• WRITTEN TASK: Please rewrite the lines in the items below, from the line with "Point out the spectator" to the line with "[1102, 119]", both included, as a JSON list of strings. Give one string per line and leave out any blank lines.

• RECORDED DATA:
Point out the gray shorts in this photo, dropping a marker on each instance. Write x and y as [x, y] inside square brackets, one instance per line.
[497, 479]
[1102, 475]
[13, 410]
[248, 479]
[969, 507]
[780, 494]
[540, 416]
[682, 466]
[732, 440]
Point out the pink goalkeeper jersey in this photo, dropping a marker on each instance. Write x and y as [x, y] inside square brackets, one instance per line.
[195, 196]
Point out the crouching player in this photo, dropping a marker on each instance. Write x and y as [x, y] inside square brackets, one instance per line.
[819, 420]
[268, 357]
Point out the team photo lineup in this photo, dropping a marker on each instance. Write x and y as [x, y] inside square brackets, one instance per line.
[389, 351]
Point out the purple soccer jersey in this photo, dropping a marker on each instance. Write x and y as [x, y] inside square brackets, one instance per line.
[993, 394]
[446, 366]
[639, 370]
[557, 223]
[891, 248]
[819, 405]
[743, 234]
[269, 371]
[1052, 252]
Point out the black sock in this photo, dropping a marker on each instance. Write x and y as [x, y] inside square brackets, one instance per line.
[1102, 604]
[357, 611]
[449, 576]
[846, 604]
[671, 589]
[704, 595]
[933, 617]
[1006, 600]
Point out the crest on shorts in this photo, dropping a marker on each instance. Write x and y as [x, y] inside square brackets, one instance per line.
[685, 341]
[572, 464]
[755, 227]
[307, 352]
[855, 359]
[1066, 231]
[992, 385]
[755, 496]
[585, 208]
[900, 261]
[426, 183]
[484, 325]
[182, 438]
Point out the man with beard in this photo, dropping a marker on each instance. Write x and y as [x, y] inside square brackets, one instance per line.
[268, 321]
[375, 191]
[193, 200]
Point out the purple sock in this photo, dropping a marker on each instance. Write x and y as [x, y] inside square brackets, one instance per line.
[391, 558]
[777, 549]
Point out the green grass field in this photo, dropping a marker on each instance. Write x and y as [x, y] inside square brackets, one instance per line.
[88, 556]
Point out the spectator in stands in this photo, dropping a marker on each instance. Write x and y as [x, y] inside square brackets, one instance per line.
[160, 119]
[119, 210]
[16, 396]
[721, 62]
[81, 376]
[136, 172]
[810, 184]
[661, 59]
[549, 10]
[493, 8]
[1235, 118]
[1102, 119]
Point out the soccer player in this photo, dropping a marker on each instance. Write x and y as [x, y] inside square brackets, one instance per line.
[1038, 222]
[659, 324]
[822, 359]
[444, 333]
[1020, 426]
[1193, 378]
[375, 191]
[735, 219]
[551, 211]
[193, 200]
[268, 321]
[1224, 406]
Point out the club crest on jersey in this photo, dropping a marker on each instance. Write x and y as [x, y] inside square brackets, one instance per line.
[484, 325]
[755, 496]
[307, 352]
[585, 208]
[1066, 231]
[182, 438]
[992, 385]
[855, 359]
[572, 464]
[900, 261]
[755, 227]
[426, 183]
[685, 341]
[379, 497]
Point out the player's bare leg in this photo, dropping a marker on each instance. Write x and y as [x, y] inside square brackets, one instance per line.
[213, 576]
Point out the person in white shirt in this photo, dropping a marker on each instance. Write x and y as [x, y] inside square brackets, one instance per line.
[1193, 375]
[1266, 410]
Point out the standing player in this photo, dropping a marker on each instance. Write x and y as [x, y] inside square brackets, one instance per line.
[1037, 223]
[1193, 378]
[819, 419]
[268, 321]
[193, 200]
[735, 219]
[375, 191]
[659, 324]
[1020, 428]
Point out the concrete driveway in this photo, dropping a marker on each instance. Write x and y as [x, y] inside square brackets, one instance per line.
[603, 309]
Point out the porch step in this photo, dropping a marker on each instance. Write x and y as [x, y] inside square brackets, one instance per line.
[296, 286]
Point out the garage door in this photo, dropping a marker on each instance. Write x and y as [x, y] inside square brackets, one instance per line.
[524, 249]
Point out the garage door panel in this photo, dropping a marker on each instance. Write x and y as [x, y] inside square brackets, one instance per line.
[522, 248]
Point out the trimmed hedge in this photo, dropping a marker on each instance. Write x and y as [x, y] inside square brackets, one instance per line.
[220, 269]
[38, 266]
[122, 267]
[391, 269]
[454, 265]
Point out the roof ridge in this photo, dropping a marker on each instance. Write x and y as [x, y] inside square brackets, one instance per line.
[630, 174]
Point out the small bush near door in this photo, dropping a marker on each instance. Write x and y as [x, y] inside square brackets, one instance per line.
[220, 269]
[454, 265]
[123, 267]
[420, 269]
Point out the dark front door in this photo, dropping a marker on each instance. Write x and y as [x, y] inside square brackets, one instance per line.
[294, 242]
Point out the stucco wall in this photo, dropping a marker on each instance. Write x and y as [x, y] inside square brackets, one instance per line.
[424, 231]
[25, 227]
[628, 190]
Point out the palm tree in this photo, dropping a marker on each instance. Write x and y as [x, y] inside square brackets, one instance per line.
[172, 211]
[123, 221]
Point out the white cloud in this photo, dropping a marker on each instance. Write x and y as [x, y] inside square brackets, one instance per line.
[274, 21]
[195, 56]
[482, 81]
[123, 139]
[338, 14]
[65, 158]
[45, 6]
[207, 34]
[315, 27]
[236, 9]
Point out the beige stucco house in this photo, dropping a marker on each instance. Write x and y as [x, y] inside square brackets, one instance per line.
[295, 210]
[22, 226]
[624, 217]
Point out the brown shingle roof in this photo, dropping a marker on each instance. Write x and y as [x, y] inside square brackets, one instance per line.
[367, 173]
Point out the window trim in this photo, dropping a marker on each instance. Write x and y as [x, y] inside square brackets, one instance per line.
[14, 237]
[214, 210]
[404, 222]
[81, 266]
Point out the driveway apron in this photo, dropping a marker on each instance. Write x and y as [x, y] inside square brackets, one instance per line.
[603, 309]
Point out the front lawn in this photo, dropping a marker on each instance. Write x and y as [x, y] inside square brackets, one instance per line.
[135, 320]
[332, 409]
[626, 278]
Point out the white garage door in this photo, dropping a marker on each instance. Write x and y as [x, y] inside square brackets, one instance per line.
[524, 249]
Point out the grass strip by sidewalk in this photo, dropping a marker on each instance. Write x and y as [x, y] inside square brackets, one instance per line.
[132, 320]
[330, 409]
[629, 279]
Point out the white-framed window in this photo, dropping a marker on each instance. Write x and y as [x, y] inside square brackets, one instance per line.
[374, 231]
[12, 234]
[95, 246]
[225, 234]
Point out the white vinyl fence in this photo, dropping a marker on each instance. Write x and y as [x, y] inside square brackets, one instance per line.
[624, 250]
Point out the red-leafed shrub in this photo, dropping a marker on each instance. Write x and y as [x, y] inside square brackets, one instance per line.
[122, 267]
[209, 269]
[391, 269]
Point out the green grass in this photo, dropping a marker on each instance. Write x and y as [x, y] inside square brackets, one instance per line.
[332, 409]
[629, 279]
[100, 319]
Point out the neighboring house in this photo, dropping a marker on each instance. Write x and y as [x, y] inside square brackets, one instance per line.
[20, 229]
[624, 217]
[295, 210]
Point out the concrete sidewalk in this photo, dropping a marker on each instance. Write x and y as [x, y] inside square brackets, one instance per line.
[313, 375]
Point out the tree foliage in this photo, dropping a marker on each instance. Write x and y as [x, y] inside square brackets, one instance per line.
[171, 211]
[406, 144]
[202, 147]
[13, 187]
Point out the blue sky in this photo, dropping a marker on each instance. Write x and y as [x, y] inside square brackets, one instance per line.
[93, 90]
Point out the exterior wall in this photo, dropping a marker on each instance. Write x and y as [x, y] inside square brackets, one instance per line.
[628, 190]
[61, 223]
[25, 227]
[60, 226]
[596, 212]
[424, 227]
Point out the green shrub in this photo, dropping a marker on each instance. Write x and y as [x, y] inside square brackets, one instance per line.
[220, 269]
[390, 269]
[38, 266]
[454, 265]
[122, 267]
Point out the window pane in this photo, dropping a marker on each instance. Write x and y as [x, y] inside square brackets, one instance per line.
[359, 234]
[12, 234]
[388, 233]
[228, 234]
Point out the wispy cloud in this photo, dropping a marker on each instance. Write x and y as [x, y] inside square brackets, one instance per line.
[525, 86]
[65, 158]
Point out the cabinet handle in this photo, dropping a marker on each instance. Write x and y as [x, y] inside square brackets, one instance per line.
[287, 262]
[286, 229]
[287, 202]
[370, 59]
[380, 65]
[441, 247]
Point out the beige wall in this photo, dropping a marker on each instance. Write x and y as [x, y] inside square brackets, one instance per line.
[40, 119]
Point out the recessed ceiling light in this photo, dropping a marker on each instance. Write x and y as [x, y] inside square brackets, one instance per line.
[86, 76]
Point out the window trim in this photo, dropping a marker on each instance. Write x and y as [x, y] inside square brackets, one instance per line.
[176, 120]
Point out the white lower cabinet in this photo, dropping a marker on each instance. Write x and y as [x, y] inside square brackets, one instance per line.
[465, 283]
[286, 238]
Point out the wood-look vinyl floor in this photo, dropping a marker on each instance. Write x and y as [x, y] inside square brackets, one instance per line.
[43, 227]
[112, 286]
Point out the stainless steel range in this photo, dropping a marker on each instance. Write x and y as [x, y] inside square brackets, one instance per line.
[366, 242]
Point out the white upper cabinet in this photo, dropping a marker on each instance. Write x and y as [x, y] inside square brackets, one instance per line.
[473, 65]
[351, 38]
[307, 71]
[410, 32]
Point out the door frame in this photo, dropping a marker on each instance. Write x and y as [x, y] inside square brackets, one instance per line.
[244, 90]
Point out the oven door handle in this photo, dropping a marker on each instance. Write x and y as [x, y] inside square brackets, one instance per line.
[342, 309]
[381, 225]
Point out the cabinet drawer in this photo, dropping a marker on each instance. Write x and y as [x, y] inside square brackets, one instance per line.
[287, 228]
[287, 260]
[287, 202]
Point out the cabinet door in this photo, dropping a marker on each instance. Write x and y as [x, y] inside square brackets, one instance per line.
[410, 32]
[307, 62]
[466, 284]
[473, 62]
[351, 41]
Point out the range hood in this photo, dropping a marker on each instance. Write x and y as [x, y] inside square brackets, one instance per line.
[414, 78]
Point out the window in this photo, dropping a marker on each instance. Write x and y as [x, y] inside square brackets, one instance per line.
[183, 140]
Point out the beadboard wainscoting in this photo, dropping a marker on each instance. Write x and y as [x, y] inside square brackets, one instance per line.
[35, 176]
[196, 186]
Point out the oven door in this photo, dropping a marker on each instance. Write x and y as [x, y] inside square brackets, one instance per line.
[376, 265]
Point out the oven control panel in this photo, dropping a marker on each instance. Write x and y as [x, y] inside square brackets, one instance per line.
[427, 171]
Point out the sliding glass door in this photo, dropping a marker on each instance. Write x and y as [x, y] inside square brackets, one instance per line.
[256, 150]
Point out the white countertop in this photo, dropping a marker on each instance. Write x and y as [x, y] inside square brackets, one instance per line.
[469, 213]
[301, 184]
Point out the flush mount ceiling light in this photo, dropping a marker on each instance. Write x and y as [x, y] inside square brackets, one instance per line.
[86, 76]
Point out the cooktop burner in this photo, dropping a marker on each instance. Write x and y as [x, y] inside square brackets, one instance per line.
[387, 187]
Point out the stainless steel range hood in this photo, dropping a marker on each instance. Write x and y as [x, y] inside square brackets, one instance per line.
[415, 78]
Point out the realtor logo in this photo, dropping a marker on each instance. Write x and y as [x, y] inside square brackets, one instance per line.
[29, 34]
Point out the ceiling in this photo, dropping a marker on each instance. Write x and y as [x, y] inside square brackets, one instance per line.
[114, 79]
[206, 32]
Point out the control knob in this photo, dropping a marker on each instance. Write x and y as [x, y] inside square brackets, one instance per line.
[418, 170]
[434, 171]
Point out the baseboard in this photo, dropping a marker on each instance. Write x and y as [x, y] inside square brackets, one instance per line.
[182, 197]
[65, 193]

• WRITTEN SOLUTION:
[
  "Point out the spectator in stands in this photo, dropping a marker on each instance. Write x and y as [x, y] inside square brackets, one instance per line.",
  "[160, 119]",
  "[119, 210]",
  "[16, 396]",
  "[721, 62]",
  "[81, 376]",
  "[136, 172]",
  "[810, 184]",
  "[661, 59]",
  "[549, 10]",
  "[493, 8]",
  "[1235, 118]",
  "[1102, 119]"
]